Go through the listing and copy every line word for word.

Dataset records about object locations
________________________

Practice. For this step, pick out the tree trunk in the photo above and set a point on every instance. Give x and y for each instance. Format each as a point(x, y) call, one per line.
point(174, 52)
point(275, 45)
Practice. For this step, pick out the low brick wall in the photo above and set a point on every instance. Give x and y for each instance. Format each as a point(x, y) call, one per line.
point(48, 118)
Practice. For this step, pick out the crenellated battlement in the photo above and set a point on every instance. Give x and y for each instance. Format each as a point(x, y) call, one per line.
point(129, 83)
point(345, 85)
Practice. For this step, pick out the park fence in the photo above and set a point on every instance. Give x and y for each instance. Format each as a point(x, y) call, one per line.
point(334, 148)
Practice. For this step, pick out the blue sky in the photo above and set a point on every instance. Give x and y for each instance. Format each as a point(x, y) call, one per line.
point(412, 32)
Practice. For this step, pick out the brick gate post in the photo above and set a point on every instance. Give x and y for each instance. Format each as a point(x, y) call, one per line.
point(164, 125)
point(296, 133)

________________________

• [Written solution]:
Practice. For this step, pick out the tree trunk in the photo above and set a point on every instance. Give x and y for each instance. Format each as a point(x, y) call, one per line.
point(174, 52)
point(275, 45)
Practice. For this step, pick out the low brick wall in the photo above and set a point on every instance. Give x and y for each instance. Format each as a point(x, y) call, one per line.
point(48, 118)
Practice. For this step, pick out the crenellated battlement in the photo above and set a point on every instance. Give x and y for each instance. Format each as a point(x, y) call, one per line.
point(129, 83)
point(345, 85)
Practice. For this step, pick out the park fence in the photo above and set a point on every instance. Give x and y for each instance. Format each as a point(x, y) call, one per line.
point(334, 148)
Practice. For this step, pick out the blue sky in the photo above and set a point on every instance. Give x and y for each instance. Format each as a point(x, y) call, one per line.
point(412, 32)
Practice. For this step, pick out the brick gate post in the photo above and set a point on every instance. Give x and y for each instance. Format each as a point(x, y) call, one per line.
point(164, 125)
point(296, 133)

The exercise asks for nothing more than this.